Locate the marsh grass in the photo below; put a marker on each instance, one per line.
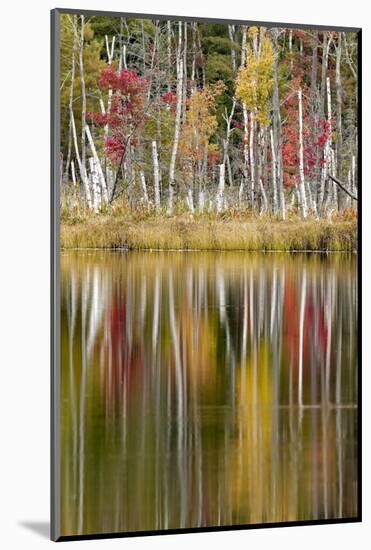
(233, 230)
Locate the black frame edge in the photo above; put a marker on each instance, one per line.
(54, 279)
(55, 271)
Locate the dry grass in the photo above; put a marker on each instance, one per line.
(228, 232)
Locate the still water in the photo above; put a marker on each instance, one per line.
(207, 389)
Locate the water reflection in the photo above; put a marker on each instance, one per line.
(207, 389)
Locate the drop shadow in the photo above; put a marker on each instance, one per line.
(42, 528)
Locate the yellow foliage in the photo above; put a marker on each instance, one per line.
(255, 81)
(201, 122)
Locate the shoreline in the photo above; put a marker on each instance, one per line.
(185, 234)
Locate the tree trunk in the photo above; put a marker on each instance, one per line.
(98, 165)
(339, 129)
(252, 160)
(94, 179)
(220, 193)
(177, 121)
(303, 199)
(244, 111)
(277, 128)
(144, 187)
(82, 168)
(156, 176)
(274, 172)
(83, 95)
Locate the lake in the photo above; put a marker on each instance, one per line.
(205, 389)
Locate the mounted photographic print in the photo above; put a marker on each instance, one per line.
(205, 232)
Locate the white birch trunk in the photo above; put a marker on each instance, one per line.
(156, 175)
(220, 192)
(303, 199)
(178, 113)
(83, 95)
(73, 173)
(144, 187)
(99, 166)
(82, 168)
(94, 178)
(201, 200)
(252, 158)
(189, 200)
(274, 174)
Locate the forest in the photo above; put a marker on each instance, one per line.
(171, 130)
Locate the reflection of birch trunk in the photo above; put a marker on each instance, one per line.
(339, 431)
(301, 336)
(71, 318)
(84, 306)
(179, 389)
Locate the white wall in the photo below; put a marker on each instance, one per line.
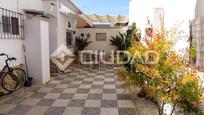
(199, 11)
(63, 27)
(37, 49)
(99, 45)
(12, 47)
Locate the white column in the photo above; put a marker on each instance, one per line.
(199, 11)
(37, 49)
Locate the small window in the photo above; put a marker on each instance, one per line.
(100, 36)
(6, 24)
(15, 25)
(69, 38)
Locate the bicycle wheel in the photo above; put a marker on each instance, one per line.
(21, 76)
(9, 82)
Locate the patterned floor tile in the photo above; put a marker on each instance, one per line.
(91, 111)
(55, 111)
(84, 91)
(109, 111)
(73, 111)
(93, 103)
(37, 110)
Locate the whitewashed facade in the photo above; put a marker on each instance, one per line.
(42, 35)
(198, 32)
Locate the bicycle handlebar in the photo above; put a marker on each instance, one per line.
(8, 59)
(3, 54)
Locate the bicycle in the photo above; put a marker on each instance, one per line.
(10, 80)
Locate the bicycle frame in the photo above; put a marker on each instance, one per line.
(6, 68)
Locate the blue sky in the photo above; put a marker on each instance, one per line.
(104, 7)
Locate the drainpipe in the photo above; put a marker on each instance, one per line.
(199, 11)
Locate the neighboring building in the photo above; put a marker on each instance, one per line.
(101, 31)
(198, 32)
(158, 19)
(36, 28)
(39, 27)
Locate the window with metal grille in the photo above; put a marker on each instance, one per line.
(100, 36)
(11, 24)
(69, 38)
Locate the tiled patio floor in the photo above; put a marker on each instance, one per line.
(85, 91)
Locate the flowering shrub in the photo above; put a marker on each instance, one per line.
(169, 80)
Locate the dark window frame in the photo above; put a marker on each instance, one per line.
(69, 38)
(11, 24)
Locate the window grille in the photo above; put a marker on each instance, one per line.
(100, 36)
(11, 24)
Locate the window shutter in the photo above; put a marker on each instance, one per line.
(15, 25)
(6, 24)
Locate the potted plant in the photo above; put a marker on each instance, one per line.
(169, 81)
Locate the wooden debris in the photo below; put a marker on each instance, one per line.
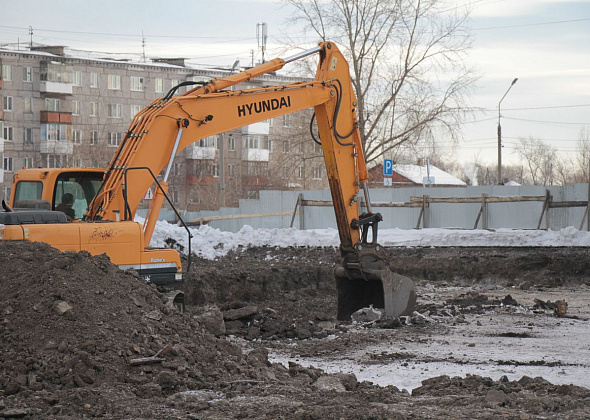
(156, 358)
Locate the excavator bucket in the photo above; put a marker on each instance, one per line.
(394, 293)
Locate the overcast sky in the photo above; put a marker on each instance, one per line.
(545, 43)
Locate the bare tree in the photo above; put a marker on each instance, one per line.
(407, 61)
(539, 160)
(582, 161)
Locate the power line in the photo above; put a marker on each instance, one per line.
(546, 122)
(557, 22)
(131, 35)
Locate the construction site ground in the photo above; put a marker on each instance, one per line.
(259, 339)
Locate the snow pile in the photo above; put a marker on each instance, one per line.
(210, 243)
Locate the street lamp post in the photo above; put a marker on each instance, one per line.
(500, 180)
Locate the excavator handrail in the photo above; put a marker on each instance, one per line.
(190, 235)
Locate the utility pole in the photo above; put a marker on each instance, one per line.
(261, 37)
(500, 179)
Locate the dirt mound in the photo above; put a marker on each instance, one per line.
(71, 321)
(79, 336)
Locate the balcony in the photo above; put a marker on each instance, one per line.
(262, 128)
(57, 147)
(56, 117)
(255, 155)
(56, 87)
(201, 153)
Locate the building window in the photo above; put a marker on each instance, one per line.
(94, 109)
(94, 80)
(114, 82)
(6, 73)
(135, 110)
(28, 104)
(137, 83)
(210, 141)
(77, 78)
(27, 74)
(8, 103)
(115, 111)
(75, 107)
(317, 172)
(115, 139)
(8, 133)
(53, 104)
(28, 136)
(174, 83)
(7, 164)
(94, 138)
(77, 136)
(54, 161)
(317, 147)
(159, 85)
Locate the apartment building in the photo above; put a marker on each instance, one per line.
(64, 109)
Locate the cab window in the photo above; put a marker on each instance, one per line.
(76, 190)
(27, 190)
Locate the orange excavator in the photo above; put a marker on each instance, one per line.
(104, 202)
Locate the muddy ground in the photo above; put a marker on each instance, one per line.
(81, 339)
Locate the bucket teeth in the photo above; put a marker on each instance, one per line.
(395, 293)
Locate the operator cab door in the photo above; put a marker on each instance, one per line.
(83, 186)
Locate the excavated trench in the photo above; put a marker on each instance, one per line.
(82, 339)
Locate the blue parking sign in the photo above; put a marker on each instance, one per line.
(388, 167)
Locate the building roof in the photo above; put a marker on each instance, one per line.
(417, 174)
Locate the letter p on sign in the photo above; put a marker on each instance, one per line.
(388, 167)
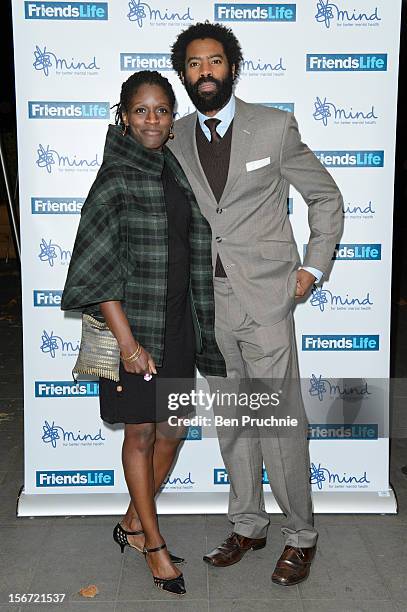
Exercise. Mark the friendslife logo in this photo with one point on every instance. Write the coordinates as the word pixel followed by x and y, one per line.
pixel 340 343
pixel 145 61
pixel 358 252
pixel 56 206
pixel 325 111
pixel 50 158
pixel 75 478
pixel 68 110
pixel 76 11
pixel 44 298
pixel 255 12
pixel 328 11
pixel 342 431
pixel 66 388
pixel 351 159
pixel 346 62
pixel 46 61
pixel 141 11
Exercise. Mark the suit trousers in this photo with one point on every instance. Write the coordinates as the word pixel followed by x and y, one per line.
pixel 264 355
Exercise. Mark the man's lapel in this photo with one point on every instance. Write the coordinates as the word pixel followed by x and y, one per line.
pixel 242 137
pixel 191 156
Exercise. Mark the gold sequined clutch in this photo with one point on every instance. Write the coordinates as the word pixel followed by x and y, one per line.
pixel 99 352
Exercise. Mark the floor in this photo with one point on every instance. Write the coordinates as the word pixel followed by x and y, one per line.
pixel 361 564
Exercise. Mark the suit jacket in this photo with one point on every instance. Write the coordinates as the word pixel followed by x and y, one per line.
pixel 250 226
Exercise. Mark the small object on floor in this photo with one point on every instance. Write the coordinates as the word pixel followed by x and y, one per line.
pixel 89 591
pixel 293 565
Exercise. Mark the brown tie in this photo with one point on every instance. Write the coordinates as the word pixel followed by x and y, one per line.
pixel 212 124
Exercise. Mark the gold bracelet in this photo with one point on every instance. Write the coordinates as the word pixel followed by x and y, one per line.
pixel 134 355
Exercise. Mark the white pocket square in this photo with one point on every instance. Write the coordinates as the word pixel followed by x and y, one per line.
pixel 258 163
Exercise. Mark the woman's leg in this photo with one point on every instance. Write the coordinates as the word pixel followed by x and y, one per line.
pixel 137 455
pixel 165 450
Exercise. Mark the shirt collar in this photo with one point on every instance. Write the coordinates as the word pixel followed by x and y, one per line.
pixel 225 116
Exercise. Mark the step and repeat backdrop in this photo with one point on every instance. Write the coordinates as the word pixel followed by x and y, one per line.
pixel 335 65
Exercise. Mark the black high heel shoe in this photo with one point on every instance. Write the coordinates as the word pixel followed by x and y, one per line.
pixel 120 536
pixel 176 586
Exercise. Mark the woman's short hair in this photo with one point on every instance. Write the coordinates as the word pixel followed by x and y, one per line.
pixel 216 31
pixel 132 85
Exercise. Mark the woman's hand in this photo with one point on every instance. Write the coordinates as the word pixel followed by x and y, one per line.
pixel 118 324
pixel 144 364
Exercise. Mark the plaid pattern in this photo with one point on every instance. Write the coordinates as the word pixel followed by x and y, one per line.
pixel 121 249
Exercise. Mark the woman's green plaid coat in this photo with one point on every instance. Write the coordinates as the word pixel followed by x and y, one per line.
pixel 121 250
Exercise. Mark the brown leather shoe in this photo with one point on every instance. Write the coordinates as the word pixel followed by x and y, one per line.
pixel 233 549
pixel 293 566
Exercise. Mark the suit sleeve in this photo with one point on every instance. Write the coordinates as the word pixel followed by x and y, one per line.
pixel 95 273
pixel 302 169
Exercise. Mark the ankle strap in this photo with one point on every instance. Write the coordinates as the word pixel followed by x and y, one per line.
pixel 140 532
pixel 145 550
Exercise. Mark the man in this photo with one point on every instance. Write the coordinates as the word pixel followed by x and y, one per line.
pixel 240 160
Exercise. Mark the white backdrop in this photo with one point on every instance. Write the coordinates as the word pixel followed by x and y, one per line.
pixel 335 65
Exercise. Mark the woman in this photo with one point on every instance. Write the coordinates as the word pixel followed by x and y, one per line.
pixel 142 262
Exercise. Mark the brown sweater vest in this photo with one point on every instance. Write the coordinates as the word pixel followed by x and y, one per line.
pixel 214 158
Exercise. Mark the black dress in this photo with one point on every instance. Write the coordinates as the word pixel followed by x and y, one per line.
pixel 140 401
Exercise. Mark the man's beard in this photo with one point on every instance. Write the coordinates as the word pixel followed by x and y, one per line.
pixel 206 101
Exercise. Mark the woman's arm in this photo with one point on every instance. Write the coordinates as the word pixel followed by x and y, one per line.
pixel 118 324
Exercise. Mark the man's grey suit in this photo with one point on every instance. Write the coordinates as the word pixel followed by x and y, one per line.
pixel 253 307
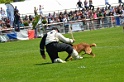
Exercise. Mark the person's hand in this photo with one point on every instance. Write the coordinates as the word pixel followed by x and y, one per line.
pixel 44 56
pixel 73 40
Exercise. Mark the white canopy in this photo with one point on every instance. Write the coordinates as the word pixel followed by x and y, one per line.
pixel 27 7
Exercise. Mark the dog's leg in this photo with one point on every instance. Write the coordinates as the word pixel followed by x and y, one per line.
pixel 83 54
pixel 69 56
pixel 93 55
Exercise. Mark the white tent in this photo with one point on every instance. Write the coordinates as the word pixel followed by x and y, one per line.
pixel 27 7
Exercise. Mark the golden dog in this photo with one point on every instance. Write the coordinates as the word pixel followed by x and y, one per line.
pixel 84 47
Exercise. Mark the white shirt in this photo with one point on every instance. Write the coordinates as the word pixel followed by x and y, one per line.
pixel 54 36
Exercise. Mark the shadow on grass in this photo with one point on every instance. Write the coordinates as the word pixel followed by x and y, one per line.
pixel 44 63
pixel 87 57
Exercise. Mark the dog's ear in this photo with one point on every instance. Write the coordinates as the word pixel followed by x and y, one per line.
pixel 93 45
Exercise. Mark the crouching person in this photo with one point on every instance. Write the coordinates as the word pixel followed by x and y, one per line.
pixel 55 42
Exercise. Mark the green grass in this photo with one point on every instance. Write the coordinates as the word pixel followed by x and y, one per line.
pixel 20 61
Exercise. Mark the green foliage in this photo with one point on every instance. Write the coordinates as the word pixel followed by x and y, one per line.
pixel 20 61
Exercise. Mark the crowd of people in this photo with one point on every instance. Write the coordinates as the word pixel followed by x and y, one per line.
pixel 84 10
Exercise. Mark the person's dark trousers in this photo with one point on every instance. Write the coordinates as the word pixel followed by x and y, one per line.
pixel 55 47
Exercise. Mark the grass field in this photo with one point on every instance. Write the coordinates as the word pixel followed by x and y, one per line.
pixel 20 61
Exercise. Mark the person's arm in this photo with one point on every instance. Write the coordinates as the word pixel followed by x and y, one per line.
pixel 64 39
pixel 42 44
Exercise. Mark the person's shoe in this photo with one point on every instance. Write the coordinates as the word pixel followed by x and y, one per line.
pixel 58 60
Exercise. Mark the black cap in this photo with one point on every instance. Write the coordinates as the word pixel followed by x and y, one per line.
pixel 55 28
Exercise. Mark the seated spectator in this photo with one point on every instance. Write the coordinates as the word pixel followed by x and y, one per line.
pixel 7 23
pixel 120 2
pixel 107 3
pixel 79 4
pixel 91 5
pixel 86 4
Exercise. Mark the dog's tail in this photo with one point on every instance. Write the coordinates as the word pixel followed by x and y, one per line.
pixel 92 45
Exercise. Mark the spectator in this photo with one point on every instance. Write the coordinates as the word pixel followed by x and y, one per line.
pixel 107 3
pixel 79 4
pixel 86 4
pixel 2 12
pixel 15 10
pixel 51 42
pixel 91 5
pixel 40 10
pixel 35 11
pixel 17 21
pixel 120 2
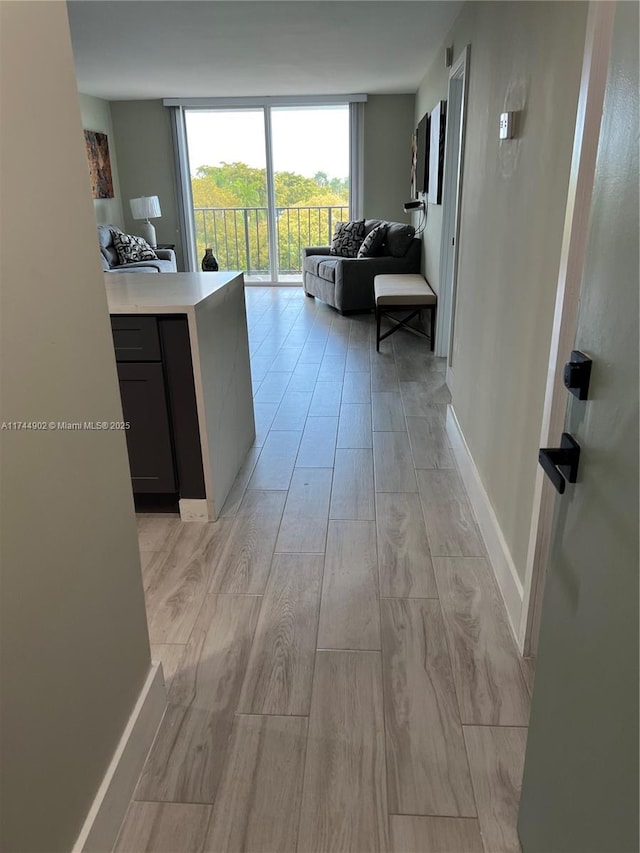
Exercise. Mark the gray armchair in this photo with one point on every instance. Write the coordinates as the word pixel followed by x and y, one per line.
pixel 347 283
pixel 166 261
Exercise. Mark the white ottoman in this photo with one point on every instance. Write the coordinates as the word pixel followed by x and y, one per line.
pixel 409 292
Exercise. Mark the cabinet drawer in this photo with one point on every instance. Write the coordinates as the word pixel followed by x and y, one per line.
pixel 135 338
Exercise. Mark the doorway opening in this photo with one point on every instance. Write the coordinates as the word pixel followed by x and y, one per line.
pixel 452 193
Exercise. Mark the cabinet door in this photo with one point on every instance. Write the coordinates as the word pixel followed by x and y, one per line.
pixel 144 406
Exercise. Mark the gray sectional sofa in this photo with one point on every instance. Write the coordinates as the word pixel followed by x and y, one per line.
pixel 347 283
pixel 166 261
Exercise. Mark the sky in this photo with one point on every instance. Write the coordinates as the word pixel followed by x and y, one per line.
pixel 305 140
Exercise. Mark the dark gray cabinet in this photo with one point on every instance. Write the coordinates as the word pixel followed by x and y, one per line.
pixel 144 406
pixel 153 358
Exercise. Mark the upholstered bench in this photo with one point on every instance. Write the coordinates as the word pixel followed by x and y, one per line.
pixel 409 292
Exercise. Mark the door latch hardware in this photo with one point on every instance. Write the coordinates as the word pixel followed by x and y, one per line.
pixel 560 464
pixel 577 374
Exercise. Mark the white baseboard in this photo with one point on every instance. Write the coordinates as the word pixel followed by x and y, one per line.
pixel 500 557
pixel 100 829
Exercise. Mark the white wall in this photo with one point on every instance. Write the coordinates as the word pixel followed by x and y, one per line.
pixel 73 636
pixel 96 115
pixel 525 56
pixel 142 132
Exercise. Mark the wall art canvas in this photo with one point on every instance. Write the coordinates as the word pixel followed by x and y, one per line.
pixel 99 164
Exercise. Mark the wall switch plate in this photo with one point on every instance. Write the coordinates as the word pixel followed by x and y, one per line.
pixel 507 124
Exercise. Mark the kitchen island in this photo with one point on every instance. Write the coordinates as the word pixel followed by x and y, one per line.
pixel 182 353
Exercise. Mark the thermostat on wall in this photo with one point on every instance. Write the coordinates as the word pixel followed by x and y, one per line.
pixel 507 124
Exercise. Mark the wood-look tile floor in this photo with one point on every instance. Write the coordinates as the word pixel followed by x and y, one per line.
pixel 340 671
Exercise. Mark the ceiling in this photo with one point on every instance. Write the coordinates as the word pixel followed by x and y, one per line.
pixel 137 49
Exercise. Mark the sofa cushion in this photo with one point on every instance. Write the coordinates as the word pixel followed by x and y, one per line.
pixel 131 249
pixel 398 239
pixel 347 238
pixel 312 262
pixel 327 269
pixel 373 242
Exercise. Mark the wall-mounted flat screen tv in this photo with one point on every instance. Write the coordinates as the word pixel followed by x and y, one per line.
pixel 422 156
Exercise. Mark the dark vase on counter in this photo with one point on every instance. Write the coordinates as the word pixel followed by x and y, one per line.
pixel 209 262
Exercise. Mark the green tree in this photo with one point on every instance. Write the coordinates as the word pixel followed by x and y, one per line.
pixel 230 213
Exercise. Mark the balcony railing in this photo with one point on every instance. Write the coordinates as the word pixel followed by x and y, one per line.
pixel 239 236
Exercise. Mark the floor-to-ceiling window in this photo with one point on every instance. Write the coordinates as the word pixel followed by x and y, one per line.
pixel 310 155
pixel 260 182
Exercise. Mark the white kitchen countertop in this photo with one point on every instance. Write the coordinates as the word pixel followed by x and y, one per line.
pixel 163 293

EXERCISE AIM: Rewrite the rows from the line containing "Exercise. Mark the gray sectional" through the line containing "pixel 305 140", replacing "sofa" with "couch" and leaving everything else unchanged.

ANSWER TO THIS EXERCISE:
Exercise. Mark the gray sectional couch in this photo with one point on every instance. Write the coordinates as the word pixel followed by x and y, one per line.
pixel 347 283
pixel 166 261
Exercise. Mark the sky in this photo with one point on every instance. Write the coordinates as the word pixel followed by x and y, one per line.
pixel 305 140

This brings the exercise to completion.